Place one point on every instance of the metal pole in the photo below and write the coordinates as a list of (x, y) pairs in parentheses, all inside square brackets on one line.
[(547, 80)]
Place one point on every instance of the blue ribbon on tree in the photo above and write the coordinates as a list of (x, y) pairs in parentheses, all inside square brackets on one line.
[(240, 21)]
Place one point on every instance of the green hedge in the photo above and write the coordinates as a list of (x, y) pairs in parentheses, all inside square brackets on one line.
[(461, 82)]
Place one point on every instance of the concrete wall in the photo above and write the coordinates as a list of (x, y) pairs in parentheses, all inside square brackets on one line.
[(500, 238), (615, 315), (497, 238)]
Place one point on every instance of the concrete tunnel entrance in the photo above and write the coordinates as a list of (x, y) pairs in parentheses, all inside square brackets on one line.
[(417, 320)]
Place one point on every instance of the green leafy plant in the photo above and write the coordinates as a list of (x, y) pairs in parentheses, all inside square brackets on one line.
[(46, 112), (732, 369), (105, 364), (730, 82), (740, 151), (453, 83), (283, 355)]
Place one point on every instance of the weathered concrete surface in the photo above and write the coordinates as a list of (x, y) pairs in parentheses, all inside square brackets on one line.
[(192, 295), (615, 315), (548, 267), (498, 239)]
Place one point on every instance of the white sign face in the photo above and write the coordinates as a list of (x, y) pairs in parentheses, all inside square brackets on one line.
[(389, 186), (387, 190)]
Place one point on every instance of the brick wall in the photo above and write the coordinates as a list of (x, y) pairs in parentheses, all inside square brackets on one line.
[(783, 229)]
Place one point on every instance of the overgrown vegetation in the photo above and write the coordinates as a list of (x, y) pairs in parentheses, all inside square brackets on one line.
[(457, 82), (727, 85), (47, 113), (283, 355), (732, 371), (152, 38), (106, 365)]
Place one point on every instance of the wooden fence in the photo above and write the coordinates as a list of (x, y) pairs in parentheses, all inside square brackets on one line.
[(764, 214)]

---*---

Return every one of the records above verbatim, line by line and in the same order.

• _Expected answer_:
Place one point on every instance of the metal pole in the photo below and write the coordinates as a list of (x, y) pairs in parentheses, all inside square brackets on one line.
[(547, 80)]
Place one point on every instance of the blue ribbon on tree in the photo above and write the coordinates as a list of (x, y) pairs in parentheses, all inside square brackets on one line.
[(240, 21)]
Place one point on every instance of the green hedge in the photo above and write the coordinates as a list of (x, y) pairs in parentheses, all inside square brackets on one line.
[(461, 82)]
Place one point on every instance of the concrete wall in the photo above and write the coordinates as a list of (x, y) pairs in parentheses, all inside square brackets on one line.
[(500, 238), (615, 315), (497, 238)]
Place one point on every instance of the concrete tunnel entrance in the photo above and write the coordinates as a list of (x, y) pairs in parentheses, all inside square brackets on one line.
[(417, 320)]
Place one point on every instance of the green leafy plant in the photo above and write the coordinates as a list of (x, y) pairs in parentheses, all inside square brackets on one line.
[(46, 112), (732, 369), (105, 364), (730, 82), (740, 151), (453, 83), (283, 355)]
Place one point on every instance of the weathered concrete surface in the photo above and write the coordinates as a list of (x, y) pairs in parentheses, all inside square brackets on one line.
[(192, 295), (615, 315), (548, 267), (498, 239)]
Place one point on every instance of the white sign face in the photo above and write the coordinates as a list of (x, y) pairs in parentheses, all inside square brackets on one line.
[(389, 186), (387, 190)]
Place one point on every instance of the brick wall in the photo above and write the coordinates as a list of (x, y) pairs in parentheses, all inside square brackets on one line.
[(783, 229)]
Place one point on every instance of the overgrown vegetation in the photo above and write the coordinates as a list of (x, y) pairs in parentheses, all inside square brackets on one line.
[(457, 82), (727, 85), (47, 113), (283, 355), (732, 371), (152, 38), (106, 365)]
Place one point on every instance of the wooden fence in the photo above and write the coordinates as a list of (x, y) pairs in parentheses, all inside square brackets on one line.
[(764, 214)]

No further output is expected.